### TASK STATEMENT
From the mailing list message below, quote word for word the passage starting with "Aaron Rosen arosen" and going on through "just sent back.".

— Begin PAGE —

[ovs-discuss] Forwarding between Multiple interfaces Openflow

Aaron Rosen arosen at clemson.edu
Tue Mar 1 05:38:45 UTC 2011


Thanks Ben for all your explaining.

Is there anyway to prevent this from happening if I want to send the
packet to 192.168.1.2? I tried removing the ip address at dp0 (which
was 192.168.1.2) and then adding a route for this subnetwork out dev
dp0 but packets don't seem to follow this route. An ICMP message of
host 192.168.1.2 unreachable is just sent back.

Thanks again,

Aaron

---------- Forwarded message ----------
From: Ben Pfaff <blp at nicira.com>
Date: Tue, Mar 1, 2011 at 12:26 AM
Subject: Re: [ovs-discuss] Forwarding between Multiple interfaces Openflow
To: Aaron Rosen <arosen at clemson.edu>
Cc: discuss at openvswitch.org


On Mon, Feb 28, 2011 at 9:10 PM, Aaron Rosen <arosen at clemson.edu> wrote:
> Is there any chance you could explain to me why this works?
>
> dp1(130.127.39.235)gateway interface on computer
> dp0(192.168.1.2)wireless card       <---- attached is a wireless
> client (192.168.1.3)

— End PAGE —
— Begin PROVIDED INFORMATION —

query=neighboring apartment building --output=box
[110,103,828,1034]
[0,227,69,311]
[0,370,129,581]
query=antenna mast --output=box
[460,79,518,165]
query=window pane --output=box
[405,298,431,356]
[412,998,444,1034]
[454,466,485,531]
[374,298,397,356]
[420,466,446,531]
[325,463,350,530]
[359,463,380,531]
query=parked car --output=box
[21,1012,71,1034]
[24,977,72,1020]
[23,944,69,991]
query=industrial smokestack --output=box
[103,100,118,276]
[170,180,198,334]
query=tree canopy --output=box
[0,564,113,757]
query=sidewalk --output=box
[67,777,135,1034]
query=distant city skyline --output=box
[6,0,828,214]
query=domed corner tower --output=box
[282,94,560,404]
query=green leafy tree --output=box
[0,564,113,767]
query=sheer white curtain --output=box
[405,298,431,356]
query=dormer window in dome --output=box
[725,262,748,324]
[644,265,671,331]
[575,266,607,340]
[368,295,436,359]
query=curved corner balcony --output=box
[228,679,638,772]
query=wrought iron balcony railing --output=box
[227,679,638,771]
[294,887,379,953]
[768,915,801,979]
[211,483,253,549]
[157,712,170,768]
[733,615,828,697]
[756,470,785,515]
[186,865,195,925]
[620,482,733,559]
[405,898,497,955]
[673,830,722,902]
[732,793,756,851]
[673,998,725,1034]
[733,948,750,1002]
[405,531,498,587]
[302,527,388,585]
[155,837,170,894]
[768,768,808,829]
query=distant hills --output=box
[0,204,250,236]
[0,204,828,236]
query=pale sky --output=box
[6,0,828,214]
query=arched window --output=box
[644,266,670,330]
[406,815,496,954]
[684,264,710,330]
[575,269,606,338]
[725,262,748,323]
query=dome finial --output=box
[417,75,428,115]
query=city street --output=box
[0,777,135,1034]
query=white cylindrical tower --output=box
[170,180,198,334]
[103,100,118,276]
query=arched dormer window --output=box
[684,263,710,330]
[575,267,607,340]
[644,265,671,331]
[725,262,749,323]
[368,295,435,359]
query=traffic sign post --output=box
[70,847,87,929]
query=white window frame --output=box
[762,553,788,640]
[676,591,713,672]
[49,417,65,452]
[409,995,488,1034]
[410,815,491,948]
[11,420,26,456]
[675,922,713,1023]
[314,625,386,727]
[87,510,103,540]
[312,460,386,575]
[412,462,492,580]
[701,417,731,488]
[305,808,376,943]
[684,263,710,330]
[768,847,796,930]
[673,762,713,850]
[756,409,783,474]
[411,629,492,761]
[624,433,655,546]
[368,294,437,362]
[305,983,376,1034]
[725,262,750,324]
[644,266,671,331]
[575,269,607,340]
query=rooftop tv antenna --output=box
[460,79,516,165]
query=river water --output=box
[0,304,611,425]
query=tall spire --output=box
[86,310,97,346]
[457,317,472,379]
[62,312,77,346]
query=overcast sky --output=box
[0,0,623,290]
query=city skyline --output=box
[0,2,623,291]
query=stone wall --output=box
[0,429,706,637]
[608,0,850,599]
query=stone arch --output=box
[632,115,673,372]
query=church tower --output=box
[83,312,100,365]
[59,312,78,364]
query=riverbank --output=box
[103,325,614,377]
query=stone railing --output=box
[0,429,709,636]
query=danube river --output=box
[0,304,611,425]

— End PROVIDED INFORMATION —

### ANSWER TO THE PROBLEM
Aaron Rosen arosen at clemson.edu
Tue Mar 1 05:38:45 UTC 2011


Thanks Ben for all your explaining.

Is there anyway to prevent this from happening if I want to send the
packet to 192.168.1.2? I tried removing the ip address at dp0 (which
was 192.168.1.2) and then adding a route for this subnetwork out dev
dp0 but packets don't seem to follow this route. An ICMP message of
host 192.168.1.2 unreachable is just sent back.